1r:1
My dear Theo,
It’s awfully good of you to have sent me the complete order of colours,1 I’ve just received them but haven’t yet had the time to check them. I’m so pleased about it. Today has been a good day too. This morning I worked on an orchard of plum trees in blossom2 — suddenly a tremendous wind began to blow, an effect I’d only ever seen here — and came back again at intervals. In the intervals, sunshine that made all the little white flowers sparkle. It was so beautiful! My friend the Dane3 came to join me, and at risk and peril every moment of seeing the whole lot of it on the ground I carried on painting — in this white effect there’s a lot of yellow with blue and lilac, the sky is white and blue. But as for the execution of what we do out of doors like this, what will they say? Well, let’s wait and see.  1v:2
So, after supper I started on the same painting I intend for Tersteeg, ‘The Langlois bridge’, for you.4 And I’d really like to make a repetition of that one for Jet Mauve too,5 because since I’m spending so much we mustn’t lose sight of the fact that we’ve got to try to get some back, of this money that’s quickly slipping away.
Afterwards I was sorry I hadn’t asked for the colours from père Tanguy anyway, although there isn’t the least advantage in that — on the contrary — but he’s such a funny fellow and I still think of him often. Don’t forget to say hello to him for me if you see him, and tell him that if he’d like any paintings for his shop window he can have some from here, and the best.6 Ah, it seems to me more and more that people are the root of everything, and although it remains for ever a melancholy feeling not to find oneself in real life, in the sense that it would be better to work in  1v:3 flesh itself than colour or plaster, in the sense that it would be better to make children than to make paintings or to do business, at the same time you feel you’re living when you consider that you have friends among those who themselves aren’t in real life either.
_ _ _ _ _
» **Job 1**: Please decide whether each statement agrees with the letter to Theo, answering yes or no and quoting the words from the letter that settle it: (a) the writer spent the morning painting a plum orchard in blossom; (b) the writer ordered the colors from père Tanguy; (c) the writer stopped painting once the wind rose.
» **Job 2**: Carry on the letter to Theo, starting after its final sentence.

» **Data provided**:
_ _ _ _ _
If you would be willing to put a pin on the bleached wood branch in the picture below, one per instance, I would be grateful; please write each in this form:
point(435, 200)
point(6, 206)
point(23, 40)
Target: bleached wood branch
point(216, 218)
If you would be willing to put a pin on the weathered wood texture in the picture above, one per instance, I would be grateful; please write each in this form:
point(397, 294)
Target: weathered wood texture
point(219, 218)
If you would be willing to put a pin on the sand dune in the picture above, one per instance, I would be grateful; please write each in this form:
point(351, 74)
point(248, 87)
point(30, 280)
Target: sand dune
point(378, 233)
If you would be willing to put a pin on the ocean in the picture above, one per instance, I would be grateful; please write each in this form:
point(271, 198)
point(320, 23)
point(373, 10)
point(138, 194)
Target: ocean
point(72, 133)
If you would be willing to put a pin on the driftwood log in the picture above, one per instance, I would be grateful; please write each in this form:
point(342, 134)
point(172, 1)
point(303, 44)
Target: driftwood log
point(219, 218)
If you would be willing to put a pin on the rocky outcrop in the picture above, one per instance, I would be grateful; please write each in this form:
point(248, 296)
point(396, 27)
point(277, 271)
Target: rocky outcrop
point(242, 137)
_ _ _ _ _
» **Task output 1**:
(a) Yes: "This morning I worked on an orchard of plum trees in blossom"
(b) No: "Afterwards I was sorry I hadn’t asked for the colours from père Tanguy anyway"
(c) No: "I carried on painting"</t1>

» **Task output 2**:
But precisely because what’s in people’s hearts is also the heart of business, we have to conquer friendships in Holland, or rather, revive them. All the more so since, as far as the cause of Impressionism goes, we have little to fear at the moment of not winning through. And it’s because of this victory that’s almost guaranteed in advance that for our part we have to have good manners and do everything calmly.
I would really like to have seen the embodiment of Marat you spoke about the other day.7 That would certainly interest me very much. Unwittingly, I imagine Marat as the — moral — equivalent (but more powerful) of Xanthippe8 — the woman whose love turned sour. Who nevertheless is still touching — but in the end it’s not as jolly as Guy de Maupassant’s La Maison Tellier.9  1r:4
Has De Lautrec finished his painting of a woman leaning on a little café table?10
If I manage to learn how to work up the studies I’ve done from life on another canvas, we’d gain in terms of possible sales. I hope to succeed in doing it here — and that’s why I’m making a trial effort with the two paintings that will go to Holland,11 and on the other hand, you’ll have them too, and in this way there’s nothing reckless.
You were right to tell Tasset that the geranium lake should be included after all, he sent it, I’ve just checked — all the colours that Impressionism has made fashionable are unstable, all the more reason boldly to use them too raw, time will only soften them too much.12 So the whole order I made up, in other words the 3 chromes (the orange, the yellow, the lemon), the Prussian blue, the emerald, the madder lakes, the Veronese green, the orange lead, all of that is hardly found in the Dutch palette, Maris, Mauve and Israëls.13 But it’s found in that of Delacroix, who had a passion for the two colours most disapproved of, and for the best of reasons, lemon and Prussian blue.14 All the same, I think he did superb things with them, blues and lemon yellows. Handshake to you, to Koning and once again many thanks for the colours.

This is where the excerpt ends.